→ **Goal of the exercise**: Duplicate the lines from the start of the stored items up to and including the line with "[(336, 75), (302, 62), (400, 72)]". Reproduce each one character for character.

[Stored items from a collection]
------------------------------------------------

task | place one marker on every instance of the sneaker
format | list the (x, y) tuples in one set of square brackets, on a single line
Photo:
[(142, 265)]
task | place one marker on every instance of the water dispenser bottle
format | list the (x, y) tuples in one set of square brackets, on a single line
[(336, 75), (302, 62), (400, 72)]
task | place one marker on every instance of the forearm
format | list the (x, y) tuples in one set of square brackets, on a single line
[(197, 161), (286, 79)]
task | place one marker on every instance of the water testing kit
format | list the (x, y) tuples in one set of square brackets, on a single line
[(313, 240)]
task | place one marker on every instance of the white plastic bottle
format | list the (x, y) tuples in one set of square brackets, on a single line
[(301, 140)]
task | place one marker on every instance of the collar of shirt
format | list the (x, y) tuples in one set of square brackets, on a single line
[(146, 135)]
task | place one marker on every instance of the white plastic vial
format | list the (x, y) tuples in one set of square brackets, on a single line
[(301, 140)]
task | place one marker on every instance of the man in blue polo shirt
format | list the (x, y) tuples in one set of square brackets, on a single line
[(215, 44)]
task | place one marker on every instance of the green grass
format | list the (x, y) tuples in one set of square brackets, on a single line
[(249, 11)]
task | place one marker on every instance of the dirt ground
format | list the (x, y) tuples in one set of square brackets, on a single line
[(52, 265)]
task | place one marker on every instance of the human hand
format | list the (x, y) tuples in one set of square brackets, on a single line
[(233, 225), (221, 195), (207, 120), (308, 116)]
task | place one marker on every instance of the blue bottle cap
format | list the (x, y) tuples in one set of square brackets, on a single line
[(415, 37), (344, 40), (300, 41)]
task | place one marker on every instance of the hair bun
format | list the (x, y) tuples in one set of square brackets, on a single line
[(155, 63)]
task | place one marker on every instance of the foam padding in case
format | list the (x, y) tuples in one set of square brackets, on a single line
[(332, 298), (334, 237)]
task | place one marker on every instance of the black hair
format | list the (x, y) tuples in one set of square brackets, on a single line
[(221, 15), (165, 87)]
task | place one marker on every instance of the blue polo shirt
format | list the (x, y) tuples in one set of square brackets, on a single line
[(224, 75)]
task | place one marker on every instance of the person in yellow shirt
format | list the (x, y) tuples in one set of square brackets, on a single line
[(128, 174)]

------------------------------------------------

→ **Right answer**:
task | place one marker on every instance of the sneaker
format | list the (x, y) tuples in one set of square brackets, on a single line
Photo:
[(142, 265)]
task | place one marker on every instance of the water dispenser bottle
format | list the (x, y) tuples in one set of square brackets, on a single line
[(336, 75), (302, 62), (400, 72)]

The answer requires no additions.